### Material shown ###

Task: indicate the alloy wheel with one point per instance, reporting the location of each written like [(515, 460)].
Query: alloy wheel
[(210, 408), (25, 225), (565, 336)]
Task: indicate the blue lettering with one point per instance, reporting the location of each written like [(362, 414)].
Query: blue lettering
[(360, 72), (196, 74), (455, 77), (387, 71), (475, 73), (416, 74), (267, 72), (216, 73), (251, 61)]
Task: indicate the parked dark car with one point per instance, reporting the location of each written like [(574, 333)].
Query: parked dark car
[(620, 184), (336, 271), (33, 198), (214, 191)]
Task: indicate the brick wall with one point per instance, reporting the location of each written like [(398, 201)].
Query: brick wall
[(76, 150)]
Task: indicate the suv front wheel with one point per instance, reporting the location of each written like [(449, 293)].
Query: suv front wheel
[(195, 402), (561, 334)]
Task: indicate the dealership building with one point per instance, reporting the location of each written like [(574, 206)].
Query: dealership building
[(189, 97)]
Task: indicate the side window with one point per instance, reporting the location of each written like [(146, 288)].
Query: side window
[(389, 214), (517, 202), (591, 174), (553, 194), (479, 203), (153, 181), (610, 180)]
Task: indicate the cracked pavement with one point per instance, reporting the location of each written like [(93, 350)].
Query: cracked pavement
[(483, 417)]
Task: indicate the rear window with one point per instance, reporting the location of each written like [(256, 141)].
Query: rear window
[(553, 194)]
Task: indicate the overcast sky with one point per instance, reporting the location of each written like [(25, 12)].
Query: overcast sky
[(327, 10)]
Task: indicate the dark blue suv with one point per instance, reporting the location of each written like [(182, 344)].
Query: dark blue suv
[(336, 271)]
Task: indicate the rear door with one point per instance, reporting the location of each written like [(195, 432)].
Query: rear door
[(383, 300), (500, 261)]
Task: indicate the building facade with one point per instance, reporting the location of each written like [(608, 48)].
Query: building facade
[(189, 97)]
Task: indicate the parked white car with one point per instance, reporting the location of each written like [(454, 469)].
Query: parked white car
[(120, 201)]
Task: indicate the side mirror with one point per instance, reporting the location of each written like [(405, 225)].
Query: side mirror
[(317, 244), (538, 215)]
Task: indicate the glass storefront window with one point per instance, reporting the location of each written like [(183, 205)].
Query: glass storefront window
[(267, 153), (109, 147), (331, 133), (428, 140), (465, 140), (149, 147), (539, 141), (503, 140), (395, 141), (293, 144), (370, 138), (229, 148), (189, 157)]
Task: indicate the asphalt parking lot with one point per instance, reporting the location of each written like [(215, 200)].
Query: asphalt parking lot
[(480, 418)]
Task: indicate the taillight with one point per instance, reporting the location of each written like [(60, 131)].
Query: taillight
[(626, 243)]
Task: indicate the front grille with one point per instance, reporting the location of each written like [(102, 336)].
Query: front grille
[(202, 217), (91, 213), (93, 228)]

###

» Problem statement
Reproduce every line of the listing above without any changes.

» Task answer
Task: indicate the alloy wheel with one point per instance, reporting the location of each written like [(515, 460)].
Query: alloy wheel
[(210, 408), (25, 225), (565, 336)]
Task: indicate the blue lettering with one point per instance, reporting the location of each written like [(362, 414)].
Query: blue lettering
[(360, 72), (196, 74), (455, 77), (387, 71), (475, 73), (416, 74), (267, 72), (216, 73), (251, 61)]
Task: indicate the parked dark car with one point per instance, reporting the location of each written like [(574, 333)].
Query: parked dark car
[(620, 184), (336, 271), (33, 198), (214, 191)]
Task: indicate the brick wall with one point per instance, reporting the location of each written like [(398, 201)].
Query: brick wall
[(76, 150)]
Task: indicate the suv front wheel with one point per instance, reporting the location of each written like [(449, 293)].
Query: suv front wheel
[(195, 402), (561, 334)]
Task: indicate the dealership building with one point per instance, reporting the location of each written like [(574, 206)].
Query: dealership building
[(189, 97)]
Task: indicate the side window with one point per instance, reporting the location of each written like [(146, 288)].
Query: side window
[(389, 214), (517, 202), (591, 174), (553, 194), (479, 203), (153, 181), (610, 180)]
Task: indicate the cracked pavement with one point per instance, reporting the location of each written like [(93, 350)].
Query: cracked pavement
[(483, 417)]
Task: indicate the rear window with one point per instance, reporting the location of each written like [(256, 141)].
Query: rear window
[(553, 194)]
Task: indicate the overcast sky with one point per instance, reporting the location of each written like [(25, 12)].
Query: overcast sky
[(327, 10)]
Task: indicate the dark blue suv with one point per instance, reporting the location of each written like [(182, 344)].
Query: dark blue suv
[(336, 271)]
Task: indicate the rear door with one point per instance, reporting the location of each written like [(195, 432)].
Query: rear door
[(383, 300), (500, 261)]
Task: indicate the building facade with one point per instance, reporting the location of each written like [(608, 48)].
Query: building facade
[(189, 97)]
Task: indicate the parked white car with one point per instance, reporting the location of each written like [(454, 469)].
Query: parked white car
[(120, 201)]
Task: indicate the side mirror with one point per instance, reporting the location of each written like [(405, 225)].
Query: side mirror
[(317, 244), (538, 215)]
Task: indicate the glass storefront window with one point per instance, reporting the location of each written like [(183, 205)].
Query: glass storefront window
[(267, 153), (109, 147), (331, 133), (428, 140), (465, 140), (149, 147), (539, 141), (503, 140), (395, 141), (293, 144), (370, 138), (229, 148), (189, 157)]
Task: indicate the asphalt parking lot with one point per instance, reporting the location of each written like [(215, 200)].
Query: asphalt parking lot
[(480, 418)]
Task: indicate the taillight with one point per instance, reporting the location of each written like [(60, 131)].
Query: taillight
[(626, 243)]
Task: indicate the front grille with one point per instance, reporting the location of each written like [(102, 336)].
Query: front grille
[(202, 217), (91, 213), (93, 228)]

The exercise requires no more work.